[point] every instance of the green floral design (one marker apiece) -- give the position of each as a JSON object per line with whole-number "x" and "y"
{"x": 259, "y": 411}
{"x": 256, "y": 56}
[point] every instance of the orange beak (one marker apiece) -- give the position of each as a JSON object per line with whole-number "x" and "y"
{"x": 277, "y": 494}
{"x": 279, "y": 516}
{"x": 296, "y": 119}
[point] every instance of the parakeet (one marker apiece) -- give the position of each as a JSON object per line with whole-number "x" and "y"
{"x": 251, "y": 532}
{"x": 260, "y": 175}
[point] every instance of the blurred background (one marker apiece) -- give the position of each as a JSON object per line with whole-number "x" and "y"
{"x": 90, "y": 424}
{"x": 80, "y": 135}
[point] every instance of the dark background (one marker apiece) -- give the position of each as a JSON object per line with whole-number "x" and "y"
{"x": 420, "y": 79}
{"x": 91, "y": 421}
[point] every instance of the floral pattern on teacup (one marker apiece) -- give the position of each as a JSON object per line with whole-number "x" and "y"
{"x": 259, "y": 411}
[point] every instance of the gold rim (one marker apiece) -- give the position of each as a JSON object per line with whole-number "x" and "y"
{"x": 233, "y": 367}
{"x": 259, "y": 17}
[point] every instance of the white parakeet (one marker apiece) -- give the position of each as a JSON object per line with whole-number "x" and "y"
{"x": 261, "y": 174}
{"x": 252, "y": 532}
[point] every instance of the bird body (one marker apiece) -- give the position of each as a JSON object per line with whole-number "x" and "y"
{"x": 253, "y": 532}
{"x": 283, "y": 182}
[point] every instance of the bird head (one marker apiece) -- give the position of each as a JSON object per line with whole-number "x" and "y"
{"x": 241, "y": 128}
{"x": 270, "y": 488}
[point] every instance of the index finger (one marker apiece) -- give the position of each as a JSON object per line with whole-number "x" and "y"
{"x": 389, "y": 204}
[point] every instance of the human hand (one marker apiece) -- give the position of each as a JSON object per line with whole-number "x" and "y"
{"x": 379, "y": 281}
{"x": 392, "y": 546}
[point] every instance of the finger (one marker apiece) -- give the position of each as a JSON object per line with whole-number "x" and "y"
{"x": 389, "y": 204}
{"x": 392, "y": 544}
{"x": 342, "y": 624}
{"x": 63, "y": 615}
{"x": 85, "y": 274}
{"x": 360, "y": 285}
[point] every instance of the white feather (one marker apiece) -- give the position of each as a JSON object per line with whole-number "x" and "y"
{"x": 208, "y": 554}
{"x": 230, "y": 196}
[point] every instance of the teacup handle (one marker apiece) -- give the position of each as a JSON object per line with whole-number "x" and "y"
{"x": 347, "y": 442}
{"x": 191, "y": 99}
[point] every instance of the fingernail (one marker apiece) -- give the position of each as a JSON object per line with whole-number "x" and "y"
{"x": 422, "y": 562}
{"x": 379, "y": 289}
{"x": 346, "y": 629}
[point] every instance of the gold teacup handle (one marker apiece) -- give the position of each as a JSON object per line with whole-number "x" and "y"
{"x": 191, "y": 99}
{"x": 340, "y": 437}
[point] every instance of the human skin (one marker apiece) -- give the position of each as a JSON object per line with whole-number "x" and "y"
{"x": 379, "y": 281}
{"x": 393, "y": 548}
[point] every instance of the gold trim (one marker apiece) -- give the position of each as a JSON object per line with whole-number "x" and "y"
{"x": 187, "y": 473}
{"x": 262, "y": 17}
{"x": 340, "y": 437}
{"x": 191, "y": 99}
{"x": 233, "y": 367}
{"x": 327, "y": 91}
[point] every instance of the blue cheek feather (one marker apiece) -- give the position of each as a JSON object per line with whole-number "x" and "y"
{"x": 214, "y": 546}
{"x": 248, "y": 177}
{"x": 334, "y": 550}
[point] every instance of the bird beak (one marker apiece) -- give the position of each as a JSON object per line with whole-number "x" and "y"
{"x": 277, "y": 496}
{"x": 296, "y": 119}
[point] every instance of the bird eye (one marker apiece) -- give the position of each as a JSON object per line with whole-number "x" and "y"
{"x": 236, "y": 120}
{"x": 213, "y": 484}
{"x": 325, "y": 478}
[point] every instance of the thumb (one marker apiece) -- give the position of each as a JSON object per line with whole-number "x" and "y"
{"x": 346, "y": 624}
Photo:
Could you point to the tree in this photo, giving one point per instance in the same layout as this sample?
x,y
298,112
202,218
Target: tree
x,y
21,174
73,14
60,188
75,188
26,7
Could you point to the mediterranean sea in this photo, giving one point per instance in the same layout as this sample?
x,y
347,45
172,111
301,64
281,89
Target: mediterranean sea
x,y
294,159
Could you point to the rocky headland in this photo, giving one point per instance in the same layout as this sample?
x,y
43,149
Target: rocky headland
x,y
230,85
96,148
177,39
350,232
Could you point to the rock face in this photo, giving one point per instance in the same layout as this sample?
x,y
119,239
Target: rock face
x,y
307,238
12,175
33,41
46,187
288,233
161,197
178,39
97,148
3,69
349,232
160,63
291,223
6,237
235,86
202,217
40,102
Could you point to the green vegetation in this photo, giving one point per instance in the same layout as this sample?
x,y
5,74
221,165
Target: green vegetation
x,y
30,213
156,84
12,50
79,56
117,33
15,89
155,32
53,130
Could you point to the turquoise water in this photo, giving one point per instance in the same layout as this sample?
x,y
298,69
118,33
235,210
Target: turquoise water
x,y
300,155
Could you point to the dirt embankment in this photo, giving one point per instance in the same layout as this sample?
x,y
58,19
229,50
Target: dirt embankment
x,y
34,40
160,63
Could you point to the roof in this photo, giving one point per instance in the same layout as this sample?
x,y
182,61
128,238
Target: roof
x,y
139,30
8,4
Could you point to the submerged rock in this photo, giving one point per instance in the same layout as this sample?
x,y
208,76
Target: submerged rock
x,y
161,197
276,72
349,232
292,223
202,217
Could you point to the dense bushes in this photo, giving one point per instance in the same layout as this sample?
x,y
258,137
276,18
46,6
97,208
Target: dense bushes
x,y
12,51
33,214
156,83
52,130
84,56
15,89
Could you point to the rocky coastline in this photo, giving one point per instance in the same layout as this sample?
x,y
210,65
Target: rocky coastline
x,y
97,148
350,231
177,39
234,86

...

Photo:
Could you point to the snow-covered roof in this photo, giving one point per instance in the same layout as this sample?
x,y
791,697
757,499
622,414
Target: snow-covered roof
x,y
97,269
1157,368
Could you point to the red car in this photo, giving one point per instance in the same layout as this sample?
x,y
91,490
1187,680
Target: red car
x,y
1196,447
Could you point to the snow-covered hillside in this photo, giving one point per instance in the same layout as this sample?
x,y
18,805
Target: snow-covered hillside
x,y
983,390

To be done =>
Count how many lines in the items above contain the string "roof", with case significant, and reply with that number alone.

Response to this exercise =>
4